> **Task instructions**
Can you rewrite all of the records below, swapping "Objective" for "Goal" wherever it occurs and leaving everything else untouched?

=-=-=

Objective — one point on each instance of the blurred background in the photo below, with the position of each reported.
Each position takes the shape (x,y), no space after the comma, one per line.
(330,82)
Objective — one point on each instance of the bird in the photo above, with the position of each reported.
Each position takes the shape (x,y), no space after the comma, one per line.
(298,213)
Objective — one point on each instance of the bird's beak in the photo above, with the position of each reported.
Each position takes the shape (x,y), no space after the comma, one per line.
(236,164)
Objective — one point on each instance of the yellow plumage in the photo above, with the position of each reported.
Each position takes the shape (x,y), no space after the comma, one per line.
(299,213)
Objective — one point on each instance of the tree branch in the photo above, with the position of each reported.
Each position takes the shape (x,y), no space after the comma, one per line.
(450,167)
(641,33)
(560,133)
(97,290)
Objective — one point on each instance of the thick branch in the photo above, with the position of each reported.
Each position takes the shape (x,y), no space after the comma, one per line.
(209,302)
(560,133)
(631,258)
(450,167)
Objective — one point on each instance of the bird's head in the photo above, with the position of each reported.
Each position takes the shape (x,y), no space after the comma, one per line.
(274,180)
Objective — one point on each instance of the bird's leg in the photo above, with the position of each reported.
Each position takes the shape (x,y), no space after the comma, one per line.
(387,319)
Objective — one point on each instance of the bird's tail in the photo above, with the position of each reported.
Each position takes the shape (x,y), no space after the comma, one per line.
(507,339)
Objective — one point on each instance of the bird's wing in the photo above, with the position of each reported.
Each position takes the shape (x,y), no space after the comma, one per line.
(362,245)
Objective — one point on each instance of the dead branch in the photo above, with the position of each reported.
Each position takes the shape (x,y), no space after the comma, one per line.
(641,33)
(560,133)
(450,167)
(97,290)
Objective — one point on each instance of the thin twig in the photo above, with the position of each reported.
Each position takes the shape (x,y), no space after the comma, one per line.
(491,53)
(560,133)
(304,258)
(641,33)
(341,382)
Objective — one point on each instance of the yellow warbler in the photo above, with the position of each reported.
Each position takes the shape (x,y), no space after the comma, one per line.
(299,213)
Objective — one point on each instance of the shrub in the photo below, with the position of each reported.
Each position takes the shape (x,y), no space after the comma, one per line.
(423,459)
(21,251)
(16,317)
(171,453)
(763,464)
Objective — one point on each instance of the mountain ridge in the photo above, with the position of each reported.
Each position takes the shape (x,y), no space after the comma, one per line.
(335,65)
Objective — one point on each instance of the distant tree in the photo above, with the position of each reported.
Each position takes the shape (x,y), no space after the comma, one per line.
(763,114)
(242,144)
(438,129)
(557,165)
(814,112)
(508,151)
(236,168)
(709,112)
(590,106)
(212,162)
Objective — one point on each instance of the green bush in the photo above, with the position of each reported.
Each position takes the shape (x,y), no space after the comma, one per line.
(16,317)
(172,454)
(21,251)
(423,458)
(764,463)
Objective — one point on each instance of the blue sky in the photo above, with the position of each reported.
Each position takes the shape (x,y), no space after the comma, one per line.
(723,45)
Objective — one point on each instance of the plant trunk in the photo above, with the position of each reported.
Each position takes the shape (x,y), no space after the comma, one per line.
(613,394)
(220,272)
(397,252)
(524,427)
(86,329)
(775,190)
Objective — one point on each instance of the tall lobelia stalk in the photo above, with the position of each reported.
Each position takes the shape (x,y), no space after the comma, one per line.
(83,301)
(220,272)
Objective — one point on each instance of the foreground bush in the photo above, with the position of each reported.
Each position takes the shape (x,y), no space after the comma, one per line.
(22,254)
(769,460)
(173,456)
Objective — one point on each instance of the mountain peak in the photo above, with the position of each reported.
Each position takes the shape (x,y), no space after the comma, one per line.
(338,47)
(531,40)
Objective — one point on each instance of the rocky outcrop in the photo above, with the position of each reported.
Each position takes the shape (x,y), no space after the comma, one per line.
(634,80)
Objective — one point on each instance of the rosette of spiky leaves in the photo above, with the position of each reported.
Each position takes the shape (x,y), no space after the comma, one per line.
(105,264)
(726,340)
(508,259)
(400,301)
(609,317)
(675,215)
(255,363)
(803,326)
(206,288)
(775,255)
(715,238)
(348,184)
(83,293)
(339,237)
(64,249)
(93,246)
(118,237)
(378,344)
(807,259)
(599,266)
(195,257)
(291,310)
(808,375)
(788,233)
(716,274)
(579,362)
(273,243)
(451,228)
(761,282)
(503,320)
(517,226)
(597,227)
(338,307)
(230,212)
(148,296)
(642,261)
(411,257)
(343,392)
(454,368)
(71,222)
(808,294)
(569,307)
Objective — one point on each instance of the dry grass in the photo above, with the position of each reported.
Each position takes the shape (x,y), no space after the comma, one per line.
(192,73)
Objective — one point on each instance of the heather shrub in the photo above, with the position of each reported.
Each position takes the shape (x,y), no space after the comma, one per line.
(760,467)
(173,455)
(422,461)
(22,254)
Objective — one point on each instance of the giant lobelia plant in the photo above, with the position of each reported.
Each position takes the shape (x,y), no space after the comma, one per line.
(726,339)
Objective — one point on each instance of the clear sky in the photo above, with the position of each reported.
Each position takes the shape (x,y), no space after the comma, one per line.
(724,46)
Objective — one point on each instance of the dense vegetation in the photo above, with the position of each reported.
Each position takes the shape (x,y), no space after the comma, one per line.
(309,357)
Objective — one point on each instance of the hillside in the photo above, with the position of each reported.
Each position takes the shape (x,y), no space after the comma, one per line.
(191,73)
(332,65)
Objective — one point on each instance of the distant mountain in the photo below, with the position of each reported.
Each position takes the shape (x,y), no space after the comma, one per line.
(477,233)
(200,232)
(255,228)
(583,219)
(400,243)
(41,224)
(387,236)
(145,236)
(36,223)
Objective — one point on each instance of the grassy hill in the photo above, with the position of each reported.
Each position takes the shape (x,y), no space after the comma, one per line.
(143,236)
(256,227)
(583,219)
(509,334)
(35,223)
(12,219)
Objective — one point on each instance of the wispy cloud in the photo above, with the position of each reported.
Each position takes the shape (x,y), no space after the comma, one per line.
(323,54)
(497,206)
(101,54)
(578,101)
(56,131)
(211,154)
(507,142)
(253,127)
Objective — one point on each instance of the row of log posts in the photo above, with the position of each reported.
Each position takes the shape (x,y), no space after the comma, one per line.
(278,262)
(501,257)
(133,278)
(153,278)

=-=-=

> **Correct output**
Goal — one point on each instance of the blurred background in the photo below, with the position of each reported.
Each position takes the shape (x,y), no space after the comma, one per line.
(330,82)
Goal — one point on each instance of the bird in the photo above, with the position of each reported.
Each position takes the shape (x,y), no space after the comma, one per line.
(298,213)
Goal — one point on each instance of the bird's beak in the photo above, with the position of each reported.
Each position takes the shape (x,y), no space after the comma, one per line.
(236,164)
Goal — one point on each instance of the yellow plumage in the photo above, with the position of each reported.
Each position takes the shape (x,y), no space after the comma, one per line.
(299,213)
Goal — one point on each instance of the tree branch in the photo above, with the position of each reported.
Each position takes the shape (x,y), no space after the comma, one per line.
(450,167)
(641,33)
(560,133)
(97,290)
Goal — one point on each instance of the thick branch in the photo above, with the position of each reported.
Each position takes the shape (x,y), no space after the comma, one per line.
(209,302)
(560,133)
(631,258)
(450,167)
Goal — one point on each instance of the bird's head in the photo above, with the position of each reported.
Each position takes the shape (x,y), no space after the comma, one per line.
(274,180)
Goal — one point on each instance of the bird's leg in the photo above, with the position of each reported.
Each position takes the shape (x,y), no space after the comma, one per line.
(387,319)
Goal — one point on each instance of the bird's tail in the photo above, with the position of each reported.
Each position takes the shape (x,y), no space after the comma, one per line.
(507,339)
Goal — one point on each instance of the bird's wing in the photo above, with the position of each reported.
Each position takes the shape (x,y), no space after the comma, one per line.
(362,245)
Goal — one point on each instance of the dead branch in the photo above, with the position of each reported.
Each position takes the shape (x,y), no space after the comma, one per line.
(641,33)
(560,133)
(450,167)
(97,290)
Goal — one point on each instance of the thin twig in the photo above, with the position of each reported.
Each position takes the shape (x,y), no space after the comma, one per line.
(491,53)
(560,133)
(304,258)
(641,33)
(341,382)
Goal — one point on each instance of the yellow warbler in the photo above, with the position of each reported.
Each position takes the shape (x,y), no space after the comma, one per line.
(299,213)
Goal — one point on each instance of the shrub in the photo below, with the position of each reported.
Each position takes the shape (x,y), no space after the comma, one per line.
(423,459)
(21,251)
(16,317)
(171,453)
(763,464)
Goal — one point on each instance of the mountain ridge in the photo above, with the position of each reported.
Each position takes the shape (x,y), no space after the comma, one per line.
(335,65)
Goal — one point on each instance of the distant tree in the photo above, with the position of each reported.
Each position takes the shape (x,y), no space after the comma, one per line.
(763,114)
(242,144)
(438,129)
(557,165)
(814,112)
(508,151)
(236,168)
(709,112)
(590,106)
(212,162)
Goal — one point on each instance of the green bush in the photo above, with the position of each reported.
Each position takes the shape (x,y), no space after the comma, one per line.
(16,317)
(172,454)
(21,251)
(423,458)
(764,463)
Goal — one point on each instance of the blue sky in the photo above, with the position of each reported.
Each position takes the shape (x,y), no space after the comma, one per line.
(723,45)
Goal — one point on each instance of the plant trunk in the photo above, with the position of each reported.
Each position takes the shape (x,y), no space after the comma, one per line.
(613,394)
(220,272)
(397,252)
(524,427)
(86,329)
(775,190)
Goal — one point on each instance of the tall lobelia stalk in the photo above, with the position of each reported.
Each position takes the shape (x,y), no space after the comma, one per line.
(83,301)
(220,272)
Goal — one point on each instance of the foreground bush in the photo above, with the position of each reported.
Each position takes the shape (x,y), no space after the comma, one per line.
(22,254)
(769,460)
(173,456)
Goal — one point on each instance of the mountain peak in the photo above, with the position of each reported.
Each position takes the shape (x,y), no space after the comma, one per line.
(338,47)
(531,40)
Goal — one point on each instance of the rocky outcrop in the photo above, with the position of each reported.
Each position takes the shape (x,y), no space after the comma, one per line.
(634,80)
Goal — one point on each instance of the rosette of spiky leaves in the photo above, with the position of each reported.
Each position takes the shape (x,y), no space after the comma, one per line.
(105,264)
(726,340)
(508,259)
(400,301)
(609,317)
(675,215)
(255,363)
(803,326)
(206,288)
(775,255)
(715,238)
(348,184)
(83,293)
(339,237)
(64,249)
(93,246)
(118,237)
(378,344)
(807,259)
(599,266)
(195,257)
(291,310)
(808,375)
(788,233)
(716,274)
(579,362)
(273,243)
(451,228)
(761,282)
(503,320)
(517,226)
(597,227)
(338,307)
(230,212)
(148,296)
(642,261)
(411,257)
(343,392)
(454,368)
(71,222)
(808,294)
(569,307)
Goal — one point on each instance of the dry grass in the photo above, with the position of each reported.
Each position takes the shape (x,y), no space after the comma, one per line.
(192,73)
Goal — one point on each instance of the heather shrub in the photo above, with the position of each reported.
Each position takes the shape (x,y), no space after the comma, one per line.
(760,467)
(173,455)
(422,461)
(22,254)
Goal — one point on each instance of the giant lobelia plant in the photo above, with the position of each reported.
Each position takes the shape (x,y), no space after the comma, one per line.
(726,339)
Goal — one point on each instance of the clear sky in the photo above, with the position of each reported.
Each position takes the shape (x,y), no space after the comma, one per line.
(724,46)
Goal — one point on each instance of the dense vegetation in the photo above, with the position of each reported.
Each position takes the shape (x,y), no space after the comma, one per line.
(309,357)
Goal — one point on each instance of the hillside in the photo above, with the position of each reported.
Each position takes the shape (x,y), no space after the comma, one per line.
(191,73)
(332,65)
Goal — one point on each instance of the distant mountain in the photo below, with the position of each reported.
Each position takes the shape (x,y), no space after the comma, one per line.
(477,233)
(200,232)
(255,228)
(583,219)
(400,243)
(41,224)
(387,236)
(145,236)
(36,223)
Goal — one point on each instance of the grassy hill in the photo above, with the position of each reported.
Each position takes the shape (x,y), no space after the comma, one per line.
(143,236)
(256,227)
(583,219)
(509,334)
(35,223)
(12,219)
Goal — one point on each instance of the wispy cloud in the photo above, with the position of each reported.
Each position takes the shape (x,y), no space after the comma, one per line.
(323,54)
(497,206)
(101,54)
(578,101)
(56,131)
(211,154)
(507,142)
(253,127)
Goal — one point on each instance of the row of log posts in the photo above, with the position of each reported.
Each position takes the shape (x,y), no space after the comma, one per line.
(278,262)
(501,257)
(133,278)
(153,278)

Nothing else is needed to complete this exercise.